▶ [Exercise brief]: Copy the passage about the Wellesley Nautical School below from "A change occurred" to "in County Durham.", substituting "naval base" for "submarine base".

— START Extract provided —

The Wellesley Nautical School was a naval training school first located on the Tyne, and later removed to Blyth

History
The Wellesley Nautical School was founded in 1868 by a group of philanthropic businessmen on Tyneside under the leadership of James Hall, 'to provide shelter for Tyneside waifs and train young men for service in both Royal and Merchant Navies.' The first accommodation was on board a Bombay built 74-gun third rate ship of the line HMS Cornwall, which had been launched as HMS Wellesley in 1815. This ship was repossessed and replaced circa 1874 by the hulked third rate, HMS Boscawen, moored on the Tyne at North Shields and also renamed T.S. Wellesley. By the early 1900s Wellesley was accepting boys from London, Manchester and Liverpool as well as from Tyneside and Yorkshire.

A change occurred in 1914 when the training ship was destroyed by fire, although all boys were brought ashore safely to reside until 1918 in the Tynemouth Plaza, on a temporary basis. An appeal was launched and raised £22,000 which allowed the school to take over the World War One submarine base at Blyth where it has been based since - apart from a period from the Second World War when the school evacuated to Hamsterley Forest in County Durham.

— END Extract provided —
— START Dataset rows —

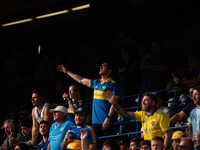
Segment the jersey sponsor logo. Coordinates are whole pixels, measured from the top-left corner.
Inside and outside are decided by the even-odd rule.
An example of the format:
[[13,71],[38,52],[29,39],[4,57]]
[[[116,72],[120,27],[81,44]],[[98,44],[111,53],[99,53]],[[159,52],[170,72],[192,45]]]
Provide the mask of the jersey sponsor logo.
[[144,132],[146,134],[152,134],[153,133],[153,129],[145,129]]
[[106,92],[94,90],[94,99],[107,100]]
[[102,90],[105,90],[105,89],[106,89],[106,86],[103,86],[103,87],[102,87]]
[[151,122],[151,125],[154,126],[154,125],[155,125],[155,121],[152,121],[152,122]]

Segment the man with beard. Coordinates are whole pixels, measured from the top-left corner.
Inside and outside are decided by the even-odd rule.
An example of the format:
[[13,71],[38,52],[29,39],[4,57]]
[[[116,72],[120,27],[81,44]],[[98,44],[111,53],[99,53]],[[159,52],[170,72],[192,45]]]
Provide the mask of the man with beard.
[[47,150],[49,144],[48,137],[50,132],[50,126],[51,124],[47,121],[43,120],[40,122],[39,132],[42,135],[43,140],[36,146],[37,150]]
[[188,136],[190,138],[193,138],[195,132],[200,130],[200,87],[194,88],[193,101],[197,107],[195,107],[190,113],[188,131]]
[[45,100],[45,95],[42,91],[40,90],[33,90],[32,91],[32,104],[33,104],[33,109],[32,109],[32,122],[33,122],[33,127],[32,127],[32,140],[31,144],[32,145],[37,145],[38,137],[41,138],[39,134],[39,125],[42,120],[48,121],[49,123],[52,123],[52,114],[49,112],[51,109],[51,106],[49,103],[46,102]]
[[200,150],[200,131],[196,131],[193,137],[194,148],[195,150]]
[[55,121],[50,127],[49,144],[47,150],[61,150],[61,143],[65,138],[65,133],[75,124],[67,120],[67,109],[64,106],[57,106],[50,109]]
[[75,112],[75,124],[70,128],[71,132],[67,132],[65,138],[61,144],[61,149],[67,148],[67,150],[82,150],[81,146],[81,131],[87,132],[86,143],[88,150],[96,150],[96,135],[91,126],[85,125],[87,118],[87,111],[83,108],[78,108]]
[[116,111],[129,119],[135,119],[142,123],[144,140],[151,140],[159,136],[164,139],[164,150],[169,149],[171,132],[170,119],[166,113],[156,108],[157,97],[151,93],[145,93],[142,99],[142,111],[127,112],[115,101],[115,95],[110,91],[106,93],[109,102],[114,106]]
[[92,103],[92,127],[94,128],[96,136],[117,134],[119,128],[114,126],[114,123],[117,122],[117,114],[105,96],[106,92],[110,90],[112,93],[115,93],[116,101],[119,101],[119,86],[110,77],[112,73],[112,66],[110,62],[104,60],[101,64],[99,70],[101,79],[92,80],[81,77],[72,73],[70,70],[65,68],[64,65],[58,65],[57,69],[59,72],[62,71],[68,74],[77,82],[94,89]]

— END Dataset rows —

▶ [Answer below]:
A change occurred in 1914 when the training ship was destroyed by fire, although all boys were brought ashore safely to reside until 1918 in the Tynemouth Plaza, on a temporary basis. An appeal was launched and raised £22,000 which allowed the school to take over the World War One naval base at Blyth where it has been based since - apart from a period from the Second World War when the school evacuated to Hamsterley Forest in County Durham.